= Task prompt =
Only one stretch of the data below is needed. Output the lines from the one with "rough mask: <svg" up to and including the one with "positive clicks: (434, 259)", exactly as they stand.

= Provided information =
★ ★ ★ ★ ★ ★ ★

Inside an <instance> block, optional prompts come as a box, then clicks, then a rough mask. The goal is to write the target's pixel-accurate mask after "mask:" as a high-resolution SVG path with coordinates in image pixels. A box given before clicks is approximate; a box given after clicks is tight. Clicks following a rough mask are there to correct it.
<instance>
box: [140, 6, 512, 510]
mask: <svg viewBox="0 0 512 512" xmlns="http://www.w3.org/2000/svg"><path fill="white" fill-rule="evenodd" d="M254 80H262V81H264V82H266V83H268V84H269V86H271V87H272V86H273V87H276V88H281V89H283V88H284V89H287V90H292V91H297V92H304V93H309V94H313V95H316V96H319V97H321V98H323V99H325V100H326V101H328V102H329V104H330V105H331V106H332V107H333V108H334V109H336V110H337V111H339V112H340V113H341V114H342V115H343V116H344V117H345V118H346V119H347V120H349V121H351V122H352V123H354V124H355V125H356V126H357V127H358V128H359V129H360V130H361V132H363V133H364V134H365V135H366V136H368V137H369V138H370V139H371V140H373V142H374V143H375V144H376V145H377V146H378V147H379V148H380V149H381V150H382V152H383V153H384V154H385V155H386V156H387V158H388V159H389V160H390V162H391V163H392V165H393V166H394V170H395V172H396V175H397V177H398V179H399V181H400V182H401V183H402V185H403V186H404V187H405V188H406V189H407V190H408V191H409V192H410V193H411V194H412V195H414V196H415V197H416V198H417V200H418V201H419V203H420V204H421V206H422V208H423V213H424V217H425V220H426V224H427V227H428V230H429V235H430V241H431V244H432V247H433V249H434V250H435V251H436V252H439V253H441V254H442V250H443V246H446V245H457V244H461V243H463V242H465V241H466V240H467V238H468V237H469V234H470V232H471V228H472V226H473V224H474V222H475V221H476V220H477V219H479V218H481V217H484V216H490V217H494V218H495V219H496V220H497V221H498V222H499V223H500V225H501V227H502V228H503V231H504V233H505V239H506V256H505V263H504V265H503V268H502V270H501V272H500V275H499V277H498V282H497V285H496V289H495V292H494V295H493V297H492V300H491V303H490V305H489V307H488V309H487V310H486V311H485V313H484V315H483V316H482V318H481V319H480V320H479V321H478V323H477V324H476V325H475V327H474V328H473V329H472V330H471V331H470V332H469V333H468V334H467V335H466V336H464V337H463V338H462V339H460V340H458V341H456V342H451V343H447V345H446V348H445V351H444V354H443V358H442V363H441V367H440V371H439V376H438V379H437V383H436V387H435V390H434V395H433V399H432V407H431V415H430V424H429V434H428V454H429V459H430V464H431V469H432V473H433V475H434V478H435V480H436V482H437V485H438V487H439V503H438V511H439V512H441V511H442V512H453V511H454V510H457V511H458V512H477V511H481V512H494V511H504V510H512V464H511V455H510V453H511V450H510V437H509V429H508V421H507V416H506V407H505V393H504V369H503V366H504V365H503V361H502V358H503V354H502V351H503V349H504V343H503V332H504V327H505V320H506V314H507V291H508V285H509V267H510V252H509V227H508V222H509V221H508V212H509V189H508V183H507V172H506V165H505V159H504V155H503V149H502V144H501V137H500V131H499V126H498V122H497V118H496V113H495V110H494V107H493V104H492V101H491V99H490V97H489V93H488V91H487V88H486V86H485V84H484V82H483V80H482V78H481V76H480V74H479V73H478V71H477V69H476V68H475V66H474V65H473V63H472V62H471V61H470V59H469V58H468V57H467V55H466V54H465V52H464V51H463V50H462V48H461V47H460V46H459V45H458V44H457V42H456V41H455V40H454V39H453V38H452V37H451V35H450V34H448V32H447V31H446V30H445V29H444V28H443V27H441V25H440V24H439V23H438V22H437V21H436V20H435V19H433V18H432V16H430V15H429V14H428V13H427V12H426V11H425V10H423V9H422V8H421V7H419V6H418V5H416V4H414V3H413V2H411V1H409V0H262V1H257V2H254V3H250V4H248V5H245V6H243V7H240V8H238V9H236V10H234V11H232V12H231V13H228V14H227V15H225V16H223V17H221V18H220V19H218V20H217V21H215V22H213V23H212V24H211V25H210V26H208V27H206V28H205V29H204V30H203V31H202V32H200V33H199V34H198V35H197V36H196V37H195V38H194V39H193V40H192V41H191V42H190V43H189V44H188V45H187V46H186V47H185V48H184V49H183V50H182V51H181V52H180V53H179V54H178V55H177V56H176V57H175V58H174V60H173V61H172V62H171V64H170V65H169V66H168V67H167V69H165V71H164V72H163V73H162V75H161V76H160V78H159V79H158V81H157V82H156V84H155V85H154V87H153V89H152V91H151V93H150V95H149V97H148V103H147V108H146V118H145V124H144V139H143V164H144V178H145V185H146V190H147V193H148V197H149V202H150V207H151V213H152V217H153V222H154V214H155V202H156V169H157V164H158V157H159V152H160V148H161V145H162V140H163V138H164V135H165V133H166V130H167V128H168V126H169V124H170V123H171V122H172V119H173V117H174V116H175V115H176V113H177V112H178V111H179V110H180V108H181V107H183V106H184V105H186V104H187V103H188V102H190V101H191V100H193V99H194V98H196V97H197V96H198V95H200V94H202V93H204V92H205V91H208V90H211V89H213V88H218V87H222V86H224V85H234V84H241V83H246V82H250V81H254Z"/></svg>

★ ★ ★ ★ ★ ★ ★

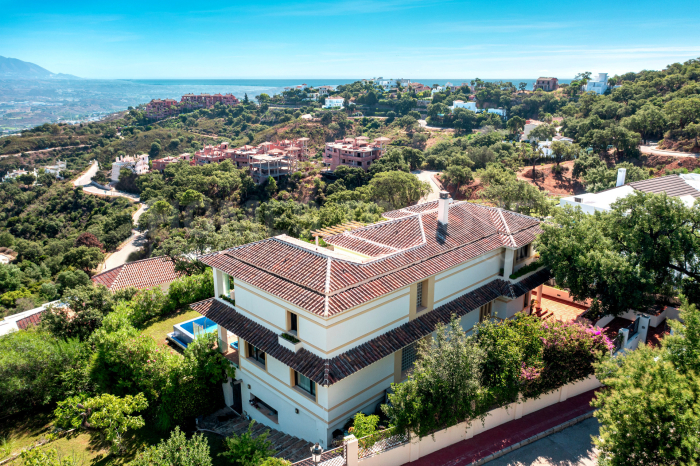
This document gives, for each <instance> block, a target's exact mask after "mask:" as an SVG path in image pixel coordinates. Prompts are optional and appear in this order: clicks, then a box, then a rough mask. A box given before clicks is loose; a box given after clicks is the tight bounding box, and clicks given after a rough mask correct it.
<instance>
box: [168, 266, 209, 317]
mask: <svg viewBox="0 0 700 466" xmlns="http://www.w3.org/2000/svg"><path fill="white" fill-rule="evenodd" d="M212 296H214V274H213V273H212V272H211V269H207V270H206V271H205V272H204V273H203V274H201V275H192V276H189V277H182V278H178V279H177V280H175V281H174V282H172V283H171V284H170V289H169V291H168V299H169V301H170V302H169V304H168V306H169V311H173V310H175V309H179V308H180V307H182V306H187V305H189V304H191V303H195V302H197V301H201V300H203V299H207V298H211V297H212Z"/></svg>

★ ★ ★ ★ ★ ★ ★

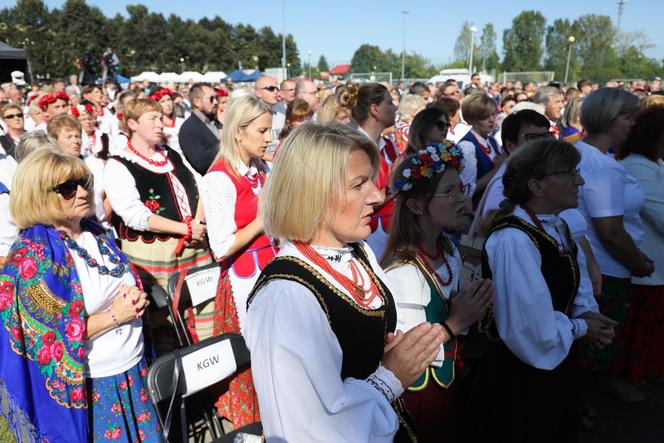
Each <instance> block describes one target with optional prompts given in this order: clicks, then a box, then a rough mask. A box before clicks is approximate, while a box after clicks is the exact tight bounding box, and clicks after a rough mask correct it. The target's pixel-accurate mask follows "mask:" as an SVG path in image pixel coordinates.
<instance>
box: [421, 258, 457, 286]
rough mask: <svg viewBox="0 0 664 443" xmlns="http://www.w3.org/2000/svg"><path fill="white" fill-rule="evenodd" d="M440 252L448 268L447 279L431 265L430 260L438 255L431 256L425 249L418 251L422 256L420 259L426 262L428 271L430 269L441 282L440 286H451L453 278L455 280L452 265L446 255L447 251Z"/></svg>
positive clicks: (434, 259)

★ ★ ★ ★ ★ ★ ★

= Response =
rough mask: <svg viewBox="0 0 664 443" xmlns="http://www.w3.org/2000/svg"><path fill="white" fill-rule="evenodd" d="M440 252L448 268L447 279L431 265L430 260L438 255L431 256L425 249L418 251L422 256L420 259L426 262L428 271L430 269L441 282L440 286H451L453 278L455 280L452 265L446 255L447 251Z"/></svg>
positive clicks: (434, 259)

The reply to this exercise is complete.